**CONSIGNE 1**. Donnez le nombre de lignes des entrées ci-dessous qui contiennent le mot « scale ». Répondez uniquement par ce nombre.

**TEXTE FOURNI**.

»»

Intervention de Hugues Portelli

Réunion du 6 avril 2016 à 14h30
Liberté indépendance et pluralisme des médias — Discussion en procédure accélérée d'une proposition de loi dans le texte de la commission

Photo de Hugues PortelliHugues Portelli :

Madame la présidente, madame la ministre, madame la présidente de la commission de la culture, je vais en quelques mots vous donner le point de vue de la commission des lois sur un article de la proposition de loi, qui concerne la protection du secret des sources.

Je tiens d’abord à rappeler que ce secret des sources est bien protégé par une loi en vigueur datant de 2010, laquelle a été élaborée pour intégrer dans le droit français la jurisprudence de la Cour européenne des droits de l’homme, la CEDH. C’est le droit actuellement appliqué en France par nos tribunaux.

Je connais assez bien la jurisprudence de la CEDH, et je n’ai pas souvenir qu’il y ait eu beaucoup de modifications jurisprudentielles depuis 2010. Les grands arrêts de la cour en la matière datent en fait des années quatre-vingt-dix et deux mille.

Si la proposition de loi vise à modifier la loi de 2010, c’est pour tenir compte d’autres points de vue, notamment celui, qui avait été sollicité, de la Commission nationale consultative des droits de l’homme. En la matière, le droit français actuel est donc parfaitement conforme au droit européen.

Qu’a fait la commission des lois ? Elle a tout simplement vérifié que l’article de la proposition de loi qui lui était soumis, lequel est relatif à la protection du secret des sources, est conforme à la fois au droit du Conseil de l’Europe et au droit français tel que les juges l’appliquent habituellement. Elle a alors remarqué un certain nombre de différences qu’elle a voulu corriger pour revenir à un droit plus équilibré, plus conforme aux références européennes et jurisprudentielles.

En cela, je considère que le travail accompli par la commission des lois sur cet article 1er ter est non pas un recul de l’état du droit mais bel et bien une « avancée » – pour parler comme Mme la ministre. En effet, dans le droit français, comme dans le droit européen, il y a un principe, qui est celui de l’égalité devant la loi. Cela signifie que tous les citoyens, y compris les journalistes, sont égaux devant la loi.

««

**CONSIGNE 2**. Recopiez sans modification le passage du texte fourni qui va de « En cela, je » à « égaux devant la loi. ».

**ENTRÉES FOURNIES**.
»»

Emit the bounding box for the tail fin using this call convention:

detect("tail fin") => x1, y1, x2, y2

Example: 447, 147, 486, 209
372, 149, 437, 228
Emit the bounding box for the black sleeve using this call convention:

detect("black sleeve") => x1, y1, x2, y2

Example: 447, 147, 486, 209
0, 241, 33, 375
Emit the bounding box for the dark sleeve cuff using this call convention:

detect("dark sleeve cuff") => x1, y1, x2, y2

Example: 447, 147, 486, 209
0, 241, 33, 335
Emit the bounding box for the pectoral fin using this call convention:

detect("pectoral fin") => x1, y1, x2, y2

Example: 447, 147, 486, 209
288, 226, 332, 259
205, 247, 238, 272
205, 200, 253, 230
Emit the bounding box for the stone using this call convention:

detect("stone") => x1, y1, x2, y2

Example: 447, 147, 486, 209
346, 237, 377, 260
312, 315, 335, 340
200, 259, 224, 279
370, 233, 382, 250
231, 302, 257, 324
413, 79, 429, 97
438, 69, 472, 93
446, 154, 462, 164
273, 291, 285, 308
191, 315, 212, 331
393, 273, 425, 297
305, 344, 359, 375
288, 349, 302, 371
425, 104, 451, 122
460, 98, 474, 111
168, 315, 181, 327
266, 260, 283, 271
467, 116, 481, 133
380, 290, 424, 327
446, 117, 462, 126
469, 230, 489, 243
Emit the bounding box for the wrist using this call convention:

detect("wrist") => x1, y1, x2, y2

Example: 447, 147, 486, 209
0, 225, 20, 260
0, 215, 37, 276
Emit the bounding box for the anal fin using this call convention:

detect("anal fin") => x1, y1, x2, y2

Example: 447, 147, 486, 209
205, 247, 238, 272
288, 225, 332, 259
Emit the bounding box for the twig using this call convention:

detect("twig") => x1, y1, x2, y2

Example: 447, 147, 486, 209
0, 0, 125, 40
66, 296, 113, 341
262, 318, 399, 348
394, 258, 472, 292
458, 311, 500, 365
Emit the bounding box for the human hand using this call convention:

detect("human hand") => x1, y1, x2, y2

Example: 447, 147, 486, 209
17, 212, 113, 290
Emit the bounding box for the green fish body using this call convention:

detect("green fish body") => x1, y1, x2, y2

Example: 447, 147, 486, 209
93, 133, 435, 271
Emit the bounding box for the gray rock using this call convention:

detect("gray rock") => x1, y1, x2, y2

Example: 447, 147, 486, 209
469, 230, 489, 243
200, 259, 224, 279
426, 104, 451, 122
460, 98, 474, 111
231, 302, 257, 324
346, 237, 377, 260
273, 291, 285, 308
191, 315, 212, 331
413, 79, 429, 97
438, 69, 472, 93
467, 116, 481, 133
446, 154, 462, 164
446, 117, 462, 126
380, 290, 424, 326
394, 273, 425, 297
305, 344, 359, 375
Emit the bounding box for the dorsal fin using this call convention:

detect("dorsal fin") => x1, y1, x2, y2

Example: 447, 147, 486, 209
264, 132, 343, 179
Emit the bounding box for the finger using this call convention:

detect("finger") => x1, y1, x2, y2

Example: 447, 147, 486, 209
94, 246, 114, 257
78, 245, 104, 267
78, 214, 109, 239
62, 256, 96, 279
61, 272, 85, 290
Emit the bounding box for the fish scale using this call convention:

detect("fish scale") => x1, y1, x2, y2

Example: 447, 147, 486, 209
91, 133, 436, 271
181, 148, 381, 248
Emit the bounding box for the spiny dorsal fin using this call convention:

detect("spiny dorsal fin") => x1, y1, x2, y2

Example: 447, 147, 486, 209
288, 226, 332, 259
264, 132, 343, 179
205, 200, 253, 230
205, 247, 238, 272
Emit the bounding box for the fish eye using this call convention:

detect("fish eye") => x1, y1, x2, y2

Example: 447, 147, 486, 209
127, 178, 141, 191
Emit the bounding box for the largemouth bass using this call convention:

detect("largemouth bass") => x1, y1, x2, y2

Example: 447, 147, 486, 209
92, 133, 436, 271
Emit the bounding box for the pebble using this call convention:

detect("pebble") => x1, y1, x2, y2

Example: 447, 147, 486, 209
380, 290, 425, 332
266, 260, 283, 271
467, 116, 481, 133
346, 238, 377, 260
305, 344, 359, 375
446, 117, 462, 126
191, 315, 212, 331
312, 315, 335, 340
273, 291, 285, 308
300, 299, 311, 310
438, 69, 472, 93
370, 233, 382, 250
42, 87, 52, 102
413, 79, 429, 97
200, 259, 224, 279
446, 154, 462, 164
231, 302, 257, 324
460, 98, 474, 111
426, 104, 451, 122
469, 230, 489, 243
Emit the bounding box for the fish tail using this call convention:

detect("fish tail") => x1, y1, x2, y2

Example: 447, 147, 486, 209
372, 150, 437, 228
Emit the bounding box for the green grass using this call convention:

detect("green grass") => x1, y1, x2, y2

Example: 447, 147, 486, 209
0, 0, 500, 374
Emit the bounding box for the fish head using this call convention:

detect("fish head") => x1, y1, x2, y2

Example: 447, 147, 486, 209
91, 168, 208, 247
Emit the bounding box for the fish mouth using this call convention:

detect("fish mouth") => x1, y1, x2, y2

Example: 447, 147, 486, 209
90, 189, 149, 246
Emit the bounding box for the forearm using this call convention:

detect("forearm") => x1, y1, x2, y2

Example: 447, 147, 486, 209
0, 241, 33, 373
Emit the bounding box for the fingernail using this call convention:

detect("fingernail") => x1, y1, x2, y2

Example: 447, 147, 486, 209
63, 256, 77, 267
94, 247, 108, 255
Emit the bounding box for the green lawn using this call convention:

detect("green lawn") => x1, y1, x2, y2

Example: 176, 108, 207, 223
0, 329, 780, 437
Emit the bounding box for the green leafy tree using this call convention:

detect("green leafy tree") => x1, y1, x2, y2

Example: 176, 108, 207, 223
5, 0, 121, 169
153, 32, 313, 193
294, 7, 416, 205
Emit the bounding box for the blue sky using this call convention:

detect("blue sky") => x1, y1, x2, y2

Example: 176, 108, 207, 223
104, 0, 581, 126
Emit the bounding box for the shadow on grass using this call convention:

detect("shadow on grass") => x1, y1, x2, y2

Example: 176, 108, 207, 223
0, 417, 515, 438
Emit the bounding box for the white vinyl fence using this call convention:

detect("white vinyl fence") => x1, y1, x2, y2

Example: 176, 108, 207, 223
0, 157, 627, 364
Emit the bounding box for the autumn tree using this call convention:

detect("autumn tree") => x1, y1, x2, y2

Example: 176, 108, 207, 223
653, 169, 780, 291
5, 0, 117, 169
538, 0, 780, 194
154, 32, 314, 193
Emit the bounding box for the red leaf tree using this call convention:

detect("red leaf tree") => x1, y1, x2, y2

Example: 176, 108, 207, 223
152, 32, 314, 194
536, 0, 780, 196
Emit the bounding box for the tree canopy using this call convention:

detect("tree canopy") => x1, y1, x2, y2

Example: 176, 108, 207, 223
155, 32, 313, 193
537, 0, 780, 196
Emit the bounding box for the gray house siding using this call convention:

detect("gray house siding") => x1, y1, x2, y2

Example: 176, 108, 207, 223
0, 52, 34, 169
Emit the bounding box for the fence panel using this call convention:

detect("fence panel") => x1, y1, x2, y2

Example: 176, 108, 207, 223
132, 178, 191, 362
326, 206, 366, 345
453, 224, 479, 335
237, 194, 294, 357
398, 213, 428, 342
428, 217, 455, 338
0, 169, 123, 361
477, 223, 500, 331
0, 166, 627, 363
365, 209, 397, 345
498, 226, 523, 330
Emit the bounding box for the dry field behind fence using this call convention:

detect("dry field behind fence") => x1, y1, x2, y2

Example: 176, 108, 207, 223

««

**RÉPONSE 1**. 2

**RÉPONSE 2**.
En cela, je considère que le travail accompli par la commission des lois sur cet article 1er ter est non pas un recul de l’état du droit mais bel et bien une « avancée » – pour parler comme Mme la ministre. En effet, dans le droit français, comme dans le droit européen, il y a un principe, qui est celui de l’égalité devant la loi. Cela signifie que tous les citoyens, y compris les journalistes, sont égaux devant la loi.